#### RECORDS FOR THIS EXERCISE
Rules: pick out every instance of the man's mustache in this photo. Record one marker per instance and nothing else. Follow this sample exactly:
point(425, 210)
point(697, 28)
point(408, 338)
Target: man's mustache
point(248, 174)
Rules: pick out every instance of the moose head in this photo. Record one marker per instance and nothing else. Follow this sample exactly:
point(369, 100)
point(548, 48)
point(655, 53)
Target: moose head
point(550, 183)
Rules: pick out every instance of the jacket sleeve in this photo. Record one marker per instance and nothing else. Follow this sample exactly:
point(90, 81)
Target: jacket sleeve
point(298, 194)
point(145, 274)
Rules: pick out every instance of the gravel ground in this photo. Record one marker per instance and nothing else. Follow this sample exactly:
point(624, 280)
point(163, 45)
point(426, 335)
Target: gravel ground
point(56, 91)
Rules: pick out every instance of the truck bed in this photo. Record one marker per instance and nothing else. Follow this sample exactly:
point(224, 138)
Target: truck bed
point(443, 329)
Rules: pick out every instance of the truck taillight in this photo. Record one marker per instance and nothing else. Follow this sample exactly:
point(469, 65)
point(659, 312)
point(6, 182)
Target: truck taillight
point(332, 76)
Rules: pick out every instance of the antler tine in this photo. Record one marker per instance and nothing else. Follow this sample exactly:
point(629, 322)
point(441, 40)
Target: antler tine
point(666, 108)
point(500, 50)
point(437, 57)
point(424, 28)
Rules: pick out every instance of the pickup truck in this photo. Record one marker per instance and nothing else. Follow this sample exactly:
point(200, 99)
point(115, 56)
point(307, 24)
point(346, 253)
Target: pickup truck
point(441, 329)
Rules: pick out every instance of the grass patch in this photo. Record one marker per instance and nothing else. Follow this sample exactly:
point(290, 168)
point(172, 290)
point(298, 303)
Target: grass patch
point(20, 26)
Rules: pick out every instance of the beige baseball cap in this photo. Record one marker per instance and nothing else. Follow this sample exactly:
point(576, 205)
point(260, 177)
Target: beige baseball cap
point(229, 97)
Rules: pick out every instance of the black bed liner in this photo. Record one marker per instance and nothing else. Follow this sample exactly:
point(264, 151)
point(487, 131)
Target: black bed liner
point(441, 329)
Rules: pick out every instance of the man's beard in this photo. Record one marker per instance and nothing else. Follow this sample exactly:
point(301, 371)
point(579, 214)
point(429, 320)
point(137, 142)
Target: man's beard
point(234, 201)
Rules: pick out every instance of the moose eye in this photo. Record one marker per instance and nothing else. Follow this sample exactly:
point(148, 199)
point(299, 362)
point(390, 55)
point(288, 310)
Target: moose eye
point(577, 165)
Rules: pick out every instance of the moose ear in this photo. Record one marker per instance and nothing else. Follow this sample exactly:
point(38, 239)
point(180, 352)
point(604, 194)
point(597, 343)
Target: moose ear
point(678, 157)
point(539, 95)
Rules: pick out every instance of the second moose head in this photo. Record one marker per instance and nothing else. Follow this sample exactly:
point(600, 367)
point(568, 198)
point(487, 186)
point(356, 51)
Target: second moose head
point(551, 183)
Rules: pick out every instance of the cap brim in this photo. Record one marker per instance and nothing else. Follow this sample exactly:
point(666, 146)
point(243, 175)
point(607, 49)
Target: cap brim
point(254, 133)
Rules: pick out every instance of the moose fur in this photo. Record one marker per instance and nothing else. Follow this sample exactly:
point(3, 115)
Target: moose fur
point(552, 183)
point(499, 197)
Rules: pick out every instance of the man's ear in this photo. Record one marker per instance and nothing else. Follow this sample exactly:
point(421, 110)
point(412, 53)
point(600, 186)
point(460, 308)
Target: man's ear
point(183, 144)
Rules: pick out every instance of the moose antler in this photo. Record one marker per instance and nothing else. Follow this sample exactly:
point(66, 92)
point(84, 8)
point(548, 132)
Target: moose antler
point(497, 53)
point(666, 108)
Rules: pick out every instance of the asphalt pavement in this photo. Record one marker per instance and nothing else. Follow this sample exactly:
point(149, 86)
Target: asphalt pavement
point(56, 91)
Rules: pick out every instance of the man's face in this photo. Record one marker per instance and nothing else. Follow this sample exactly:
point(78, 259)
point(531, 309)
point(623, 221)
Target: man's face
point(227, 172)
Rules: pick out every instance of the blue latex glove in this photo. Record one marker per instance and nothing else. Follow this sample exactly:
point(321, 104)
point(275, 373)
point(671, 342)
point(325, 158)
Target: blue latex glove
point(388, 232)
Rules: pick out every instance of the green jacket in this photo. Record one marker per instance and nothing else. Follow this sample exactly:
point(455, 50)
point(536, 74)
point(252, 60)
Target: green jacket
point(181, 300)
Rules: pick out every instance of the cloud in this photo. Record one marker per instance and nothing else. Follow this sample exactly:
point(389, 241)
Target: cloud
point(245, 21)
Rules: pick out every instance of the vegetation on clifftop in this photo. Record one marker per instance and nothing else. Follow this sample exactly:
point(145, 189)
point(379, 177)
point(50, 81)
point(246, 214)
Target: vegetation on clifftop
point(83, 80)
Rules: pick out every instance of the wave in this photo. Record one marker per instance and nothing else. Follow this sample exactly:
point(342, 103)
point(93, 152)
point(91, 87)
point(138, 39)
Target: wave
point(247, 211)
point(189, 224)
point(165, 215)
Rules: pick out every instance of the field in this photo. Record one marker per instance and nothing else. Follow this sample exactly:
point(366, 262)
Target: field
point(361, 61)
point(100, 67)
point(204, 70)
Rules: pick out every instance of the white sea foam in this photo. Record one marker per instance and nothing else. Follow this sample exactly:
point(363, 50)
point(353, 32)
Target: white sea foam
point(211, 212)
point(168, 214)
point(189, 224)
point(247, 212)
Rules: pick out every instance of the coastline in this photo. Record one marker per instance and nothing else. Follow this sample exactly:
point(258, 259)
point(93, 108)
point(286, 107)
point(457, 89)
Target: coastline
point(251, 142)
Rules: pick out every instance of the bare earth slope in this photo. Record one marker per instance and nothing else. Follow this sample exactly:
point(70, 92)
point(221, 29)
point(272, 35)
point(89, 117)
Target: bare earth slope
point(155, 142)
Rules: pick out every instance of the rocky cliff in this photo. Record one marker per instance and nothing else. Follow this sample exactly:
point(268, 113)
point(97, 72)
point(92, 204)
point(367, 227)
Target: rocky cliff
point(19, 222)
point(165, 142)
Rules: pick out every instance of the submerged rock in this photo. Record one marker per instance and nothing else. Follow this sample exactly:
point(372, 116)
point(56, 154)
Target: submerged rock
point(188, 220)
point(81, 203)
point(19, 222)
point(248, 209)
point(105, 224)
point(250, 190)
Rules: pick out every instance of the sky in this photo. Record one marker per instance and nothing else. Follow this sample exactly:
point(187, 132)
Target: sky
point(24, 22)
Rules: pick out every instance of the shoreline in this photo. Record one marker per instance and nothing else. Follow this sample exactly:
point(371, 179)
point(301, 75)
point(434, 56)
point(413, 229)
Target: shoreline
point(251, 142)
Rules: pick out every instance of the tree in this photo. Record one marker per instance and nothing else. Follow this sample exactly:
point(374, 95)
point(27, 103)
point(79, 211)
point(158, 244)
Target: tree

#### INSTRUCTIONS FOR THE TASK
The answer should be an exact reproduction of all the entries.

#### TASK ANSWER
Rules: pick out every instance of the man's mustache in this photo. Record one marker per instance and nothing else. Follow this sample exactly:
point(425, 210)
point(697, 28)
point(408, 338)
Target: man's mustache
point(248, 174)
Rules: pick out every instance of the moose head in this photo. Record one marker per instance and nothing else. Follow this sample exactly:
point(369, 100)
point(548, 48)
point(655, 53)
Target: moose head
point(550, 183)
Rules: pick out every instance of the jacket sleeve in this photo. Record one marker per instance and nothing else. Follow this sample exactly:
point(90, 81)
Target: jacket sleeve
point(298, 194)
point(145, 274)
Rules: pick out every instance of the gravel ground in this photo. Record one marker per instance and nothing else. Follow this sample exactly:
point(624, 280)
point(163, 45)
point(426, 335)
Target: gravel ground
point(56, 91)
Rules: pick out every instance of the truck bed in this photo. Record one marker per instance and nothing else. Follow this sample exactly:
point(224, 138)
Target: truck bed
point(443, 329)
Rules: pick out every instance of the truck taillight in this photo. Record one marker per instance and nothing else. Follow this sample exactly:
point(469, 65)
point(659, 312)
point(6, 182)
Target: truck taillight
point(332, 76)
Rules: pick out every instance of the antler tine in this photo. Record one marker per instance and nothing else. Follow this sample exactly:
point(629, 322)
point(441, 40)
Target: antler tine
point(666, 108)
point(500, 50)
point(437, 57)
point(424, 28)
Rules: pick out every instance of the pickup truck in this photo. Record one marker per instance and nothing else. Follow this sample exactly:
point(200, 99)
point(115, 56)
point(307, 24)
point(346, 253)
Target: pickup truck
point(441, 329)
Rules: pick out every instance of the grass patch in this photo. Record one marker per instance and nothing else. Follow this sample exactly:
point(290, 168)
point(172, 290)
point(298, 303)
Target: grass patch
point(20, 26)
Rules: pick out every instance of the beige baseball cap in this photo. Record one marker per instance and nothing else. Follow this sample exactly:
point(576, 205)
point(260, 177)
Target: beige baseball cap
point(229, 97)
Rules: pick out every instance of the black bed liner in this photo. Record one marker per instance and nothing else. Follow this sample exactly:
point(264, 151)
point(487, 131)
Target: black bed liner
point(441, 329)
Rules: pick out every instance of the man's beard in this photo. Record one marker per instance and nothing else. Follow this sample exactly:
point(301, 371)
point(579, 214)
point(429, 320)
point(137, 142)
Target: man's beard
point(234, 201)
Rules: pick out every instance of the moose eye in this photo. Record one marker per instance and nothing else. Follow this sample exactly:
point(148, 199)
point(299, 362)
point(390, 55)
point(288, 310)
Target: moose eye
point(577, 165)
Rules: pick out every instance of the moose ear in this photo. Record one marker per instance and nothing else. Follow this sample exactly:
point(38, 239)
point(180, 352)
point(604, 194)
point(597, 343)
Target: moose ear
point(678, 157)
point(539, 95)
Rules: pick out every instance of the second moose head in this photo. Record one marker per instance and nothing else. Follow this sample exactly:
point(600, 367)
point(568, 198)
point(487, 186)
point(356, 51)
Target: second moose head
point(551, 183)
Rules: pick out every instance of the cap brim in this photo. Record one marker per instance and nothing else. Follow this sample exactly:
point(666, 146)
point(243, 175)
point(607, 49)
Target: cap brim
point(254, 133)
Rules: pick out every instance of the moose fur in this photo. Record one marker per instance and nothing else. Follow this sample exactly:
point(3, 115)
Target: moose fur
point(552, 183)
point(499, 197)
Rules: pick out every instance of the man's ear in this photo. Record one marker per instance and nothing else. Follow this sample exactly:
point(421, 110)
point(412, 53)
point(600, 186)
point(460, 308)
Target: man's ear
point(183, 144)
Rules: pick out every instance of the moose antler in this photo. Record one marker per instance and nothing else. Follow this sample exactly:
point(66, 92)
point(84, 8)
point(548, 132)
Target: moose antler
point(497, 53)
point(666, 108)
Rules: pick out every instance of the asphalt pavement in this photo. Record one marker per instance and nothing else. Follow this sample exactly:
point(149, 86)
Target: asphalt pavement
point(56, 91)
Rules: pick out every instance of the man's face in this photo. Record one marker per instance and nothing else. Follow this sample exactly:
point(78, 259)
point(531, 309)
point(623, 221)
Target: man's face
point(227, 172)
Rules: pick out every instance of the blue latex glove in this photo. Record one marker per instance and nothing else. Follow this sample exactly:
point(321, 104)
point(275, 373)
point(671, 342)
point(325, 158)
Target: blue latex glove
point(388, 232)
Rules: pick out every instance of the green jacket in this photo. Record one marker per instance and nothing else. Follow this sample exactly:
point(455, 50)
point(536, 74)
point(252, 60)
Target: green jacket
point(181, 300)
Rules: pick out every instance of the cloud in this photo. Record one marker per instance and nothing else. Follow this sample exactly:
point(389, 241)
Target: cloud
point(245, 21)
Rules: pick out every instance of the vegetation on clifftop in this photo. Record one marker per instance and nothing else. Follow this sample exactly:
point(145, 189)
point(379, 177)
point(50, 81)
point(246, 214)
Target: vegetation on clifftop
point(83, 80)
Rules: pick out every instance of the wave in this photo. Record one marker per instance and nothing else. Follow this sample exactly:
point(342, 103)
point(93, 152)
point(91, 87)
point(138, 39)
Target: wave
point(247, 211)
point(189, 224)
point(165, 215)
Rules: pick out every instance of the field in this photo. Record one marker per instance and nothing else. Follow this sample exactly:
point(366, 262)
Target: field
point(361, 61)
point(100, 67)
point(204, 70)
Rules: pick out every instance of the white sea foam in this photo. Record one marker per instance and nothing else. Follow this sample exactly:
point(363, 50)
point(353, 32)
Target: white sea foam
point(211, 212)
point(168, 214)
point(189, 224)
point(247, 212)
Rules: pick out every instance of the coastline in this photo. Record one marker per instance and nothing else. Follow this sample exactly:
point(258, 259)
point(93, 108)
point(286, 107)
point(457, 89)
Target: coastline
point(251, 142)
Rules: pick out every instance of the bare earth slope in this photo. Record one marker per instance and nothing else. Follow this sample exactly:
point(70, 92)
point(221, 29)
point(272, 35)
point(89, 117)
Target: bare earth slope
point(155, 142)
Rules: pick out every instance of the rocky cliff in this photo. Record one marker per instance and nothing else. Follow this sample exactly:
point(268, 113)
point(97, 72)
point(92, 204)
point(367, 227)
Target: rocky cliff
point(19, 222)
point(165, 142)
Rules: pick out every instance of the submerged rock in this photo. Record one marker per instance and nothing else. Follow this sample exactly:
point(372, 116)
point(56, 154)
Target: submerged rock
point(188, 220)
point(81, 203)
point(19, 222)
point(248, 209)
point(105, 224)
point(250, 190)
Rules: pick out every instance of the sky in this photo. Record one marker per instance and nothing else. Follow this sample exactly:
point(187, 132)
Target: sky
point(24, 22)
Rules: pick out every instance of the shoreline in this photo. Record one marker per instance and nothing else. Follow this sample exactly:
point(371, 179)
point(301, 75)
point(434, 56)
point(413, 229)
Target: shoreline
point(251, 142)
Rules: pick out every instance of the tree in this photo. Record one marker per instance and nothing else. Follow this sample exactly:
point(374, 95)
point(27, 103)
point(79, 211)
point(158, 244)
Target: tree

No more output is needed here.